BEGIN DATA IN THIS EXERCISE
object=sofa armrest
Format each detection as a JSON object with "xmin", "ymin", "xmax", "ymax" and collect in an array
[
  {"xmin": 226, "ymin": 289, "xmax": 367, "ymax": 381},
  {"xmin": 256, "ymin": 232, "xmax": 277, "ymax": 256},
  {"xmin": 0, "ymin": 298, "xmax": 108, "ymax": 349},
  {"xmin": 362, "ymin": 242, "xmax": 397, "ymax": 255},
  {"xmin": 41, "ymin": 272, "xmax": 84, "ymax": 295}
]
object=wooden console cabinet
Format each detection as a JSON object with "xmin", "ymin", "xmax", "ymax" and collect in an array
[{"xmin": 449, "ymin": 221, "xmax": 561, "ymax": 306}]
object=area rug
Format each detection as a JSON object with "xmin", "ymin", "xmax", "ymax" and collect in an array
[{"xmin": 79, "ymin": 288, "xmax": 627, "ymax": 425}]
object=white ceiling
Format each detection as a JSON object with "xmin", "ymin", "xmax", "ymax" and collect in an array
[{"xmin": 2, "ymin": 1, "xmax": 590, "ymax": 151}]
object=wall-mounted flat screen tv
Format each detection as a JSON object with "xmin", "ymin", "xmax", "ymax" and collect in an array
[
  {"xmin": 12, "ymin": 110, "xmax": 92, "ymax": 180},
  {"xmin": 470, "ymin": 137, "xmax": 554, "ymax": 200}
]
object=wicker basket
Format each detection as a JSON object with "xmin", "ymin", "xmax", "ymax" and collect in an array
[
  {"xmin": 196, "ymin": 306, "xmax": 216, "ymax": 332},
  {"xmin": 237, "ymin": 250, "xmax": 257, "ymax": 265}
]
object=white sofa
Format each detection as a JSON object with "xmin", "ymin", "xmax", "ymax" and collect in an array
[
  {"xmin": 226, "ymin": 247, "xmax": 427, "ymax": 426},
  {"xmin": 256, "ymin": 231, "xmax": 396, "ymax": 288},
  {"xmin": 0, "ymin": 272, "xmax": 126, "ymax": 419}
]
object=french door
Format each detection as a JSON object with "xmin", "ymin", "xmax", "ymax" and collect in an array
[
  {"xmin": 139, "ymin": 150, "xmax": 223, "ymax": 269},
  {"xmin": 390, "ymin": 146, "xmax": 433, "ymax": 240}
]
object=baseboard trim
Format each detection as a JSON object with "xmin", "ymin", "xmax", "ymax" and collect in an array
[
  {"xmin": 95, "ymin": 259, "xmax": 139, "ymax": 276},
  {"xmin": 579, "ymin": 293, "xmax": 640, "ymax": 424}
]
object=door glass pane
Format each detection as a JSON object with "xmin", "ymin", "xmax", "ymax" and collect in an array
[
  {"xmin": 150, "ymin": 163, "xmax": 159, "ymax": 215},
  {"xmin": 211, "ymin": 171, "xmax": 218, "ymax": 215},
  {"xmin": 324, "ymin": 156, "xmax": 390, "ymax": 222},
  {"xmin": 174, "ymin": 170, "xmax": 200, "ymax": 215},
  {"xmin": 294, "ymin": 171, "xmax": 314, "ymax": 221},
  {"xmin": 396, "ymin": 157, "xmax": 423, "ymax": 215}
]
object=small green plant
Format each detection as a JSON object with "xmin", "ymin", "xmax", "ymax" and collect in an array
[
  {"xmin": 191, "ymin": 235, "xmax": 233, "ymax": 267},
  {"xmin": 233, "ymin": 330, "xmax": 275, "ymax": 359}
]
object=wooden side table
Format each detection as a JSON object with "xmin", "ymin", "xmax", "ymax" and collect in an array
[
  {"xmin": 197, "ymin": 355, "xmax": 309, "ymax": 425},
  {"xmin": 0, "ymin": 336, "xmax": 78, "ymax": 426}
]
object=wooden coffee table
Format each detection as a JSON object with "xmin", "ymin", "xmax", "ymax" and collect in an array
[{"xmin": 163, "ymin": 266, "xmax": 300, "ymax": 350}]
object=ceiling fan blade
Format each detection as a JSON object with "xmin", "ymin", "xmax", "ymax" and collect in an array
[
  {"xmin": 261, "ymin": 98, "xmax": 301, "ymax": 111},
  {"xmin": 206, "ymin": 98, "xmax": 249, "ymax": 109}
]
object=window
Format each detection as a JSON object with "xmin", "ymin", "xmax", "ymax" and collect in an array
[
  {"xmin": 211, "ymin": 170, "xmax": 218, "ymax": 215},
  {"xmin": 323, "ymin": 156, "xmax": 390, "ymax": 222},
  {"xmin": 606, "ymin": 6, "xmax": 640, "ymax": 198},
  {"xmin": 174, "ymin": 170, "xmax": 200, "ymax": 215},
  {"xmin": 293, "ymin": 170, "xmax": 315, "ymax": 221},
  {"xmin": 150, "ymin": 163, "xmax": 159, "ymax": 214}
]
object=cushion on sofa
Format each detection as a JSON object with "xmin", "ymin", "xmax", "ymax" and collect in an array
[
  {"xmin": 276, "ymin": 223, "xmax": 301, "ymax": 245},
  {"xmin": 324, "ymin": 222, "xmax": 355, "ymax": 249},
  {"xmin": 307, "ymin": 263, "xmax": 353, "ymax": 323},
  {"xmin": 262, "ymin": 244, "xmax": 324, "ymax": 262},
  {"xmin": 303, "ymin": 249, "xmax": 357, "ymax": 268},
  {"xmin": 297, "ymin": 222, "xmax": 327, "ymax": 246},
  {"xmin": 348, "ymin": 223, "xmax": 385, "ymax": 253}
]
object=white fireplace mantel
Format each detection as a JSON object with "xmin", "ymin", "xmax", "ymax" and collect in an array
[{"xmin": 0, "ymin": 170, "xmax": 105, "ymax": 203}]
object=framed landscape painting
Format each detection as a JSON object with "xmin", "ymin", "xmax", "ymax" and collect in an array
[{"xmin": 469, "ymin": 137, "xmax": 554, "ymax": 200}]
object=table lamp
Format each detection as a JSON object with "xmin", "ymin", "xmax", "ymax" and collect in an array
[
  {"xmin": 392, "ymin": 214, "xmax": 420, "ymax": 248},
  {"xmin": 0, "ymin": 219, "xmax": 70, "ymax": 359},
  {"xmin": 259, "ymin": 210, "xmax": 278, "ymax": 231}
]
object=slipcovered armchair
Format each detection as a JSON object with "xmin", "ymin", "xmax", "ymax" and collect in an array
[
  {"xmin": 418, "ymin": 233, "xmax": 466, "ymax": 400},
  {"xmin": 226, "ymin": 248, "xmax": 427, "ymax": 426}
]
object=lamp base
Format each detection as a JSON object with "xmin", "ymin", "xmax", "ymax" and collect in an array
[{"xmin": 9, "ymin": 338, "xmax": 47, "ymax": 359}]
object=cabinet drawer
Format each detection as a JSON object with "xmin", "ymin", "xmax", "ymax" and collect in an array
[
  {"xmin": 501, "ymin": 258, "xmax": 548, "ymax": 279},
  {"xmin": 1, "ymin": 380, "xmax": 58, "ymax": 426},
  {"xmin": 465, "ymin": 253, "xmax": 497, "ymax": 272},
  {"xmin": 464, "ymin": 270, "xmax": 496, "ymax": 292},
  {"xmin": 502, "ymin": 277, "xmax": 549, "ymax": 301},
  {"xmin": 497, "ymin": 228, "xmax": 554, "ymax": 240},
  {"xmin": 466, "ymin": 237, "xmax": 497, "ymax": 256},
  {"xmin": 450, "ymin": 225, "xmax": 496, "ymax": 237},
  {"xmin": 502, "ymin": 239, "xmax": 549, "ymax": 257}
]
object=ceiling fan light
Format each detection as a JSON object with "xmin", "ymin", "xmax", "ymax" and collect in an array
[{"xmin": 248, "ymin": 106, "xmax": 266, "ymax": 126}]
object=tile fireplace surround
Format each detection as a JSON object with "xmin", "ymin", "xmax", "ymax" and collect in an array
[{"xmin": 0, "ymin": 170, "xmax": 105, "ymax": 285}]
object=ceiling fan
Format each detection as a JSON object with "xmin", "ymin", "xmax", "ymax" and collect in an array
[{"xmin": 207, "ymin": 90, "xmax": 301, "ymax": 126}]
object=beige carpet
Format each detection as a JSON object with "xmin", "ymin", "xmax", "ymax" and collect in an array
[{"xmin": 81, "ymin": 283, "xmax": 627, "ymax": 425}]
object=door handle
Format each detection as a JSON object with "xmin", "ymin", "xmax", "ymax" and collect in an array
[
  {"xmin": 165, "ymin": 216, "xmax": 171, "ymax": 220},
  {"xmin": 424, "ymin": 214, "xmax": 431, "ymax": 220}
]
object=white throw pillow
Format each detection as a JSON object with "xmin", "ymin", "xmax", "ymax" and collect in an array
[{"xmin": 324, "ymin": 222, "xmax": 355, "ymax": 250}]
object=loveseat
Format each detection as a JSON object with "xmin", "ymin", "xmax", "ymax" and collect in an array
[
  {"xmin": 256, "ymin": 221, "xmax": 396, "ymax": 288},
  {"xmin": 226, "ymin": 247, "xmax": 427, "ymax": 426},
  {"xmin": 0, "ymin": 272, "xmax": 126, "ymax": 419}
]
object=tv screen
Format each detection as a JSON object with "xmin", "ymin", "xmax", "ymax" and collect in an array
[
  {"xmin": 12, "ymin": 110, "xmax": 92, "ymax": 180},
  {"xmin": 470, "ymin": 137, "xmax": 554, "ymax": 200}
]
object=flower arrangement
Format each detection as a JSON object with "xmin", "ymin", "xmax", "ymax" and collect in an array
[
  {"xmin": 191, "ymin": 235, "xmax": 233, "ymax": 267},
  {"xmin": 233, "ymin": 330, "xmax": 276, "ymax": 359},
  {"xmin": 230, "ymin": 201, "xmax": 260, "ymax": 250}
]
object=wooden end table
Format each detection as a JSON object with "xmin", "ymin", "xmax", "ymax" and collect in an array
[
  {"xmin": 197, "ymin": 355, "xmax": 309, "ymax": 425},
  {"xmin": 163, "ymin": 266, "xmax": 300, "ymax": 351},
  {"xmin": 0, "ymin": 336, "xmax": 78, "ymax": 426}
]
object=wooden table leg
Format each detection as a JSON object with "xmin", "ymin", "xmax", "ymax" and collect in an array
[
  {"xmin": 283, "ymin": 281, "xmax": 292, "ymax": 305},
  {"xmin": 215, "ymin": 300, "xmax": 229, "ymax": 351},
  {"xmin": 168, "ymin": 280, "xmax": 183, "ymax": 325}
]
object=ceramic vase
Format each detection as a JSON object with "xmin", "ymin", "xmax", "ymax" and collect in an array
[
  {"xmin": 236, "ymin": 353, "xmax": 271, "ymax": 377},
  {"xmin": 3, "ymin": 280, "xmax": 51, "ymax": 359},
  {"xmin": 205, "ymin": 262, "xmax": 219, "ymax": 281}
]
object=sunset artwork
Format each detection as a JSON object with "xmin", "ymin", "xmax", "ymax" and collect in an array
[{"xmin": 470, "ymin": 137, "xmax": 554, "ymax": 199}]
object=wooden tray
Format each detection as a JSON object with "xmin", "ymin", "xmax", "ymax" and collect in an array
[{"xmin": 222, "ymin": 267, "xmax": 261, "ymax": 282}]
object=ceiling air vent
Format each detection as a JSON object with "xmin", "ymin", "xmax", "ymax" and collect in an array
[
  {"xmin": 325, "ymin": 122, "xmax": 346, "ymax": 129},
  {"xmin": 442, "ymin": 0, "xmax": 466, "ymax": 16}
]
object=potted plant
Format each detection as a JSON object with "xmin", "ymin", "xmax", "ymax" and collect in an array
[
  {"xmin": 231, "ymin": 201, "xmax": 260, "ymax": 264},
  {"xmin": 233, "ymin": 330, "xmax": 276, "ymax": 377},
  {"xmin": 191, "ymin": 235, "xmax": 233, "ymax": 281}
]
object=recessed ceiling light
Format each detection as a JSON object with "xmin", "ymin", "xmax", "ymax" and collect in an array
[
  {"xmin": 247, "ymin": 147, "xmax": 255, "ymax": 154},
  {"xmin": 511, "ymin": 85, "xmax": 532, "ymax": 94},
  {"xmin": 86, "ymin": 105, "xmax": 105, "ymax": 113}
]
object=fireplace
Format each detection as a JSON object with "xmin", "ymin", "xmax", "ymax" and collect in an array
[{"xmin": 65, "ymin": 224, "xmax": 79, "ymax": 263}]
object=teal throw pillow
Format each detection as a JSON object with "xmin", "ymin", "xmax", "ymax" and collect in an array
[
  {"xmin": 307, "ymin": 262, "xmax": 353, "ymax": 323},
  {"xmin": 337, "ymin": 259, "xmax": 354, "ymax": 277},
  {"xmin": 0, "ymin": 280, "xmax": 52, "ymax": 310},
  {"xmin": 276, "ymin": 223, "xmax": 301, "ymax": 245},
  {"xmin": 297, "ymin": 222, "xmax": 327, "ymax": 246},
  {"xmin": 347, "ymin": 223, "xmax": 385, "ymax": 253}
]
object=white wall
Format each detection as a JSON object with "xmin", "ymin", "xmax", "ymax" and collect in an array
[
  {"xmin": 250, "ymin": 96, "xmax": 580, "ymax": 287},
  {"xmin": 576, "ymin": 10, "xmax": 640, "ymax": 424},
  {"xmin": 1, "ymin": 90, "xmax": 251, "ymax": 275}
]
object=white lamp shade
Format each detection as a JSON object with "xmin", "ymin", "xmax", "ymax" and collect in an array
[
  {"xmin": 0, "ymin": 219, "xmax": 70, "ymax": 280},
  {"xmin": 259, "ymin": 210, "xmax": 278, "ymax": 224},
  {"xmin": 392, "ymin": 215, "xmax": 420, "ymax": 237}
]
END DATA IN THIS EXERCISE
**WHAT THE TASK ASKS:** Copy only this part of the entries above: the line with "object=window", the line with "object=cabinet drawer", and the lines between, all exactly as written.

**EXPECTED ANSWER:**
object=window
Format each detection as a JSON object with "xmin", "ymin", "xmax", "ymax" and collect in an array
[
  {"xmin": 211, "ymin": 170, "xmax": 218, "ymax": 215},
  {"xmin": 323, "ymin": 156, "xmax": 390, "ymax": 222},
  {"xmin": 606, "ymin": 6, "xmax": 640, "ymax": 198},
  {"xmin": 174, "ymin": 170, "xmax": 200, "ymax": 215},
  {"xmin": 293, "ymin": 170, "xmax": 315, "ymax": 221},
  {"xmin": 150, "ymin": 163, "xmax": 159, "ymax": 214}
]
object=cushion on sofa
Format each detection as a JSON object with "xmin", "ymin", "xmax", "ymax" and collect in an array
[
  {"xmin": 276, "ymin": 223, "xmax": 301, "ymax": 245},
  {"xmin": 324, "ymin": 222, "xmax": 355, "ymax": 249},
  {"xmin": 307, "ymin": 263, "xmax": 353, "ymax": 323},
  {"xmin": 262, "ymin": 244, "xmax": 324, "ymax": 262},
  {"xmin": 303, "ymin": 249, "xmax": 357, "ymax": 268},
  {"xmin": 297, "ymin": 222, "xmax": 327, "ymax": 246},
  {"xmin": 348, "ymin": 223, "xmax": 385, "ymax": 253}
]
object=white fireplace mantel
Format each detection as a JSON object with "xmin", "ymin", "xmax", "ymax" and collect in an array
[{"xmin": 0, "ymin": 170, "xmax": 105, "ymax": 203}]
object=framed landscape painting
Format each detection as a JSON object with "xmin", "ymin", "xmax", "ymax" and collect in an array
[{"xmin": 469, "ymin": 137, "xmax": 554, "ymax": 200}]
object=table lamp
Format each detection as a JSON object with "xmin", "ymin", "xmax", "ymax" and collect in an array
[
  {"xmin": 392, "ymin": 214, "xmax": 420, "ymax": 248},
  {"xmin": 0, "ymin": 219, "xmax": 70, "ymax": 359},
  {"xmin": 259, "ymin": 210, "xmax": 278, "ymax": 231}
]
object=slipcovered armchair
Format each detection as a JSON object with "xmin", "ymin", "xmax", "ymax" and collect in an array
[
  {"xmin": 418, "ymin": 233, "xmax": 466, "ymax": 400},
  {"xmin": 226, "ymin": 248, "xmax": 427, "ymax": 426}
]
object=lamp base
Format each detection as a JSON object with "xmin", "ymin", "xmax", "ymax" and collect in an array
[{"xmin": 9, "ymin": 338, "xmax": 47, "ymax": 359}]
object=cabinet drawer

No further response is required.